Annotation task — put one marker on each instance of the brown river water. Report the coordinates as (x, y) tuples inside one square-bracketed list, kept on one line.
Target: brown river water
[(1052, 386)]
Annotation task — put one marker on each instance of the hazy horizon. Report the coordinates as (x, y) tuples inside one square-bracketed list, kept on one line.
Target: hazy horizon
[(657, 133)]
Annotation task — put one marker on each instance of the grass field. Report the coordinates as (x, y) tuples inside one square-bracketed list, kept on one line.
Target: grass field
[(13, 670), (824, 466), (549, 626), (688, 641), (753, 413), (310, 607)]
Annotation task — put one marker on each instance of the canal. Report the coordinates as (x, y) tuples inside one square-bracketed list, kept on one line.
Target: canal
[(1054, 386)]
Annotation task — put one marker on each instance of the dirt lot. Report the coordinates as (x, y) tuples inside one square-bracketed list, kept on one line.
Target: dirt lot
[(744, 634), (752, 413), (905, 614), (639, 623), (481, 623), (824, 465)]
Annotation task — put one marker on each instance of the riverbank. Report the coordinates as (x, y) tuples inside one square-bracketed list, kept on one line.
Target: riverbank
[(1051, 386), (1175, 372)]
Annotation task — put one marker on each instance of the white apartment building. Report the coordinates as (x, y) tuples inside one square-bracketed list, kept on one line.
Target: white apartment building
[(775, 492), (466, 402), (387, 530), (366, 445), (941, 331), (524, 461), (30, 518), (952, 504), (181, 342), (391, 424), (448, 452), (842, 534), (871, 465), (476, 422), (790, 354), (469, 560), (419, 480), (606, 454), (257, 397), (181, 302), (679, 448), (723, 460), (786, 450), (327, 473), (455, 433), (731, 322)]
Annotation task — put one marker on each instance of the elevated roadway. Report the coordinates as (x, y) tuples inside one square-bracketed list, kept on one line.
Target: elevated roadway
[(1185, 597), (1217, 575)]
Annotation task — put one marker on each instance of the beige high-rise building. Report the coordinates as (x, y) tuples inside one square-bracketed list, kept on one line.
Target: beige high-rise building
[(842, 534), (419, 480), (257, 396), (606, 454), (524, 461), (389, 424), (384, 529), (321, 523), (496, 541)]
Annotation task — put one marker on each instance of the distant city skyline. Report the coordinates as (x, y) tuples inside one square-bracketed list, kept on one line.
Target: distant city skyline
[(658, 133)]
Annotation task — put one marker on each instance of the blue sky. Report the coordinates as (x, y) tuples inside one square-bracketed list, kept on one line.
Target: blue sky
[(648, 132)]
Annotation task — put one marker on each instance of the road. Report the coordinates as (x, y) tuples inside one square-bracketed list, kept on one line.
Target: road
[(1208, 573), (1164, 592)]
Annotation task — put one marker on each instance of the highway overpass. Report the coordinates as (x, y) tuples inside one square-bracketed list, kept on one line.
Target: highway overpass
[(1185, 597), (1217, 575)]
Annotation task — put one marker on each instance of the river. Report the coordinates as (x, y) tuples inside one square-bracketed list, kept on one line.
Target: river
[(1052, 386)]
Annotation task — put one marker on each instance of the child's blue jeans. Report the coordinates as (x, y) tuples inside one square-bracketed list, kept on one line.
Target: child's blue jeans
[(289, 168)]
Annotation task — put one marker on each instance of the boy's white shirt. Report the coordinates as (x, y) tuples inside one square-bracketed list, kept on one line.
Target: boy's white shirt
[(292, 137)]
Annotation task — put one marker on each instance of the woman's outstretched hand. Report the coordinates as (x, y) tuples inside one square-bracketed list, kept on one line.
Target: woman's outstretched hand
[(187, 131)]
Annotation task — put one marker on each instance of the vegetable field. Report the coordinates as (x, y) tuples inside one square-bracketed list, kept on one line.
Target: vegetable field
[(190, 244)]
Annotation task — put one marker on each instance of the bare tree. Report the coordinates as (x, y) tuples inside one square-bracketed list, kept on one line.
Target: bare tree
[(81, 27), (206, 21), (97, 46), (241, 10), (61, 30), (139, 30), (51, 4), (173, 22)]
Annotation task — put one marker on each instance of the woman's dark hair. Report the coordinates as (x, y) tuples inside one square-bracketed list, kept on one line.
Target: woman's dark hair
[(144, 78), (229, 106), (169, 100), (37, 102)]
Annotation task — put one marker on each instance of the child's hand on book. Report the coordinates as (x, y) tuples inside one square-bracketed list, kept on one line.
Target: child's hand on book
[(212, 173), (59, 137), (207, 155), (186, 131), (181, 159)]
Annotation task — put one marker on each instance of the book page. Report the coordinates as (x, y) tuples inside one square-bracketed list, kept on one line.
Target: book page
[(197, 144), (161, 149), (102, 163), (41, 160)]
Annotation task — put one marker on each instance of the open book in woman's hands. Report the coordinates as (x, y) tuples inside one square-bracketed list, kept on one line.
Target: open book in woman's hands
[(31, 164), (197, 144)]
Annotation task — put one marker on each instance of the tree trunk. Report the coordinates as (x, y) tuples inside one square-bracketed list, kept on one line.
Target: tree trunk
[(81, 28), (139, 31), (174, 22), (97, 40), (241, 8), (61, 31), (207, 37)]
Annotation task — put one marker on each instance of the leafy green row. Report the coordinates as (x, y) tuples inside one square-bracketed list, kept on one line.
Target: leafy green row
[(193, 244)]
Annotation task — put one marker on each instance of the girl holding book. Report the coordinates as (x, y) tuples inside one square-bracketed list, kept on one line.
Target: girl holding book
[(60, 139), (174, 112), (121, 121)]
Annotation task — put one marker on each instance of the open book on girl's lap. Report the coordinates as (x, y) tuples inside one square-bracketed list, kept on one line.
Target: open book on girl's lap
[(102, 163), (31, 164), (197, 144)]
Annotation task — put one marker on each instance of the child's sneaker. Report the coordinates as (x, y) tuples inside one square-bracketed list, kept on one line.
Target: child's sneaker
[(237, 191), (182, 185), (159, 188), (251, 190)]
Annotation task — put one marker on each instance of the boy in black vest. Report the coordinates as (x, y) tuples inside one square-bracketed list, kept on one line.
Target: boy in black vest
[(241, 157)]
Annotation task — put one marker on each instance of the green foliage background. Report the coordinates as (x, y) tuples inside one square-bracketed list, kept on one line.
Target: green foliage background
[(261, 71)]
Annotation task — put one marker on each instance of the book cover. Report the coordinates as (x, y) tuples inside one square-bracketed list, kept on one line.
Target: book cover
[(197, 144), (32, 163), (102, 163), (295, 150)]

━━━━━━━━━━━━━━━━

WHAT IS EXPECTED
Can you recast all of the data above as a Markdown table with the columns Row and Line, putting each line in its own numbered row and leaving out any blank lines?

RESPONSE FOR THIS EXERCISE
| Row | Line |
|---|---|
| 1 | Annotation task — put one marker on each instance of the brown river water. Report the coordinates as (x, y) tuples inside one square-bracketed list, kept on one line. |
| 2 | Target: brown river water |
| 3 | [(1052, 386)] |
| 4 | Annotation task — put one marker on each instance of the hazy horizon. Report the coordinates as (x, y) tuples inside one square-bracketed list, kept on one line. |
| 5 | Target: hazy horizon |
| 6 | [(657, 133)] |
| 7 | Annotation task — put one marker on each instance of the grass field. Report the coordinates as (x, y) tuples inside one square-bracketed list, kept on one line. |
| 8 | Target: grass field |
| 9 | [(13, 670), (824, 466), (549, 626), (688, 641), (753, 413), (310, 607)] |
| 10 | Annotation task — put one marker on each instance of the canal. Report the coordinates as (x, y) tuples inside one square-bracketed list, kept on one line. |
| 11 | Target: canal |
| 12 | [(1054, 386)] |
| 13 | Annotation task — put one marker on each instance of the dirt lot. Report the coordinates as (x, y) tuples inside one square-bracketed list, kept on one line. |
| 14 | Target: dirt lot |
| 15 | [(744, 634), (752, 413), (905, 614), (639, 623), (481, 623), (824, 465)] |
| 16 | Annotation task — put one marker on each instance of the riverbank. Report the coordinates as (x, y) tuples inside one square-bracketed list, kept on one line. |
| 17 | Target: riverbank |
| 18 | [(1051, 386), (1175, 372)] |
| 19 | Annotation task — put one marker on each instance of the white apartment building. Report the coordinates as (x, y) tuples inside one square-bracketed list, kept on one line. |
| 20 | Target: white apartment building |
| 21 | [(775, 492), (466, 402), (387, 530), (366, 445), (941, 331), (524, 461), (30, 518), (952, 504), (181, 342), (391, 424), (448, 452), (842, 534), (871, 465), (476, 422), (790, 354), (469, 560), (419, 480), (606, 454), (257, 397), (181, 302), (679, 448), (723, 460), (786, 450), (327, 473), (455, 433), (731, 322)] |
| 22 | Annotation task — put one marker on each instance of the elevated roadway. Report the coordinates as (x, y) tuples inside one square-bracketed list, kept on one line. |
| 23 | Target: elevated roadway |
| 24 | [(1185, 597), (1217, 575)] |
| 25 | Annotation task — put one marker on each instance of the beige high-rise building. Report the coordinates as (x, y) tuples inside one square-bracketed list, kept on one line. |
| 26 | Target: beige high-rise building |
| 27 | [(842, 534), (419, 480), (257, 396), (606, 454), (524, 461), (389, 424), (384, 529), (321, 523), (496, 541)] |
| 28 | Annotation task — put one marker on each instance of the distant city skyline. Report the coordinates as (x, y) tuples inside one square-bracketed list, kept on one line. |
| 29 | Target: distant city skyline |
| 30 | [(658, 133)] |
| 31 | Annotation task — put one marker on each instance of the blue sky. Report the coordinates as (x, y) tuples inside one square-bracketed list, kept on one line. |
| 32 | Target: blue sky |
| 33 | [(648, 132)] |
| 34 | Annotation task — put one marker on each instance of the road. Report the coordinates as (x, y) tuples inside one square-bracketed list, kept on one line. |
| 35 | Target: road |
| 36 | [(1208, 573), (1164, 592)] |
| 37 | Annotation task — put one marker on each instance of the highway overpass. Report the coordinates as (x, y) tuples inside one square-bracketed list, kept on one line. |
| 38 | Target: highway overpass |
| 39 | [(1185, 597), (1217, 575)] |
| 40 | Annotation task — put one marker on each instance of the river. Report the coordinates as (x, y) tuples inside one square-bracketed list, kept on one line. |
| 41 | Target: river |
| 42 | [(1052, 386)] |
| 43 | Annotation task — put one marker on each instance of the child's blue jeans. Report the coordinates as (x, y) tuples inside one square-bracketed list, kept on one line. |
| 44 | Target: child's blue jeans |
| 45 | [(289, 168)] |
| 46 | Annotation task — put one marker on each instance of the boy's white shirt. Report the coordinates as (x, y) tuples inside one square-bracketed list, kept on one line. |
| 47 | Target: boy's white shirt |
| 48 | [(292, 137)] |
| 49 | Annotation task — put one marker on each instance of the woman's outstretched hand. Report the coordinates as (x, y) tuples inside one square-bracketed list, kept on one line. |
| 50 | Target: woman's outstretched hand |
| 51 | [(187, 131)] |
| 52 | Annotation task — put one marker on each instance of the vegetable field. Report the coordinates as (x, y) tuples inside one square-bracketed list, kept on one line. |
| 53 | Target: vegetable field |
| 54 | [(190, 244)] |
| 55 | Annotation task — put one marker on each instance of the bare tree. Report the coordinates as (x, y) tuples inside one square-bracketed list, kept on one line. |
| 56 | Target: bare tree |
| 57 | [(81, 27), (206, 21), (97, 46), (241, 10), (61, 30), (139, 30), (51, 4), (173, 22)] |
| 58 | Annotation task — put one marker on each instance of the woman's dark hair. Report the coordinates as (x, y) tuples inside one square-bracketed list, kept on one line. |
| 59 | Target: woman's dark hair |
| 60 | [(144, 78), (229, 106), (169, 100), (37, 102)] |
| 61 | Annotation task — put one marker on each instance of the child's hand on book. Report the coordinates as (x, y) tuples inside one square-bracketed list, kept on one line. |
| 62 | Target: child's hand on book |
| 63 | [(212, 173), (59, 137), (207, 155), (186, 131), (181, 159)] |
| 64 | Annotation task — put one marker on each instance of the book page. Report the coordinates as (x, y) tuples inside one square-bracketed list, kept on one line. |
| 65 | Target: book page |
| 66 | [(197, 144), (161, 149), (102, 163), (41, 160)] |
| 67 | Annotation task — put one marker on each instance of the open book in woman's hands. Report the coordinates as (x, y) tuples inside one square-bracketed list, kept on one line. |
| 68 | Target: open book in woman's hands |
| 69 | [(31, 164), (197, 144)] |
| 70 | Annotation task — put one marker on each instance of the tree trunk. Report the coordinates as (x, y) tuples inside one square-bracketed list, kept on one line. |
| 71 | Target: tree trunk |
| 72 | [(81, 28), (139, 31), (174, 22), (97, 40), (241, 8), (61, 31), (207, 37)] |
| 73 | Annotation task — put one marker on each instance of the leafy green row. Report the coordinates as (x, y) tuples inside one square-bracketed list, kept on one line. |
| 74 | Target: leafy green row |
| 75 | [(193, 244)] |
| 76 | Annotation task — put one marker on each instance of the girl holding book. Report the coordinates as (x, y) tuples inside one square-bracketed list, kept on one line. |
| 77 | Target: girl holding book |
| 78 | [(60, 139), (174, 112), (121, 121)] |
| 79 | Annotation task — put one marker on each instance of the open book on girl's lap. Report the coordinates as (x, y) tuples inside one square-bracketed list, kept on one line. |
| 80 | Target: open book on girl's lap |
| 81 | [(102, 163), (31, 164), (197, 144)] |
| 82 | Annotation task — put one marker on each instance of the child's sneaker. Report the coordinates as (x, y) tuples inside one square-bracketed list, kept on one line. |
| 83 | Target: child's sneaker |
| 84 | [(237, 191), (182, 185), (159, 188), (251, 190)] |
| 85 | Annotation task — put one marker on each instance of the boy in black vest. Report the coordinates as (x, y) tuples inside one square-bracketed list, kept on one line. |
| 86 | Target: boy in black vest |
| 87 | [(241, 157)] |
| 88 | Annotation task — put one marker on each instance of the green foliage background. Report the coordinates as (x, y) tuples inside one square-bracketed list, kept on one line. |
| 89 | Target: green foliage background |
| 90 | [(261, 71)] |
| 91 | Annotation task — put one marker on each instance of the book cover. Report the coordinates as (x, y) tuples inside one square-bracketed list, kept on one line. |
| 92 | Target: book cover |
| 93 | [(197, 144), (32, 163), (102, 163), (295, 150)] |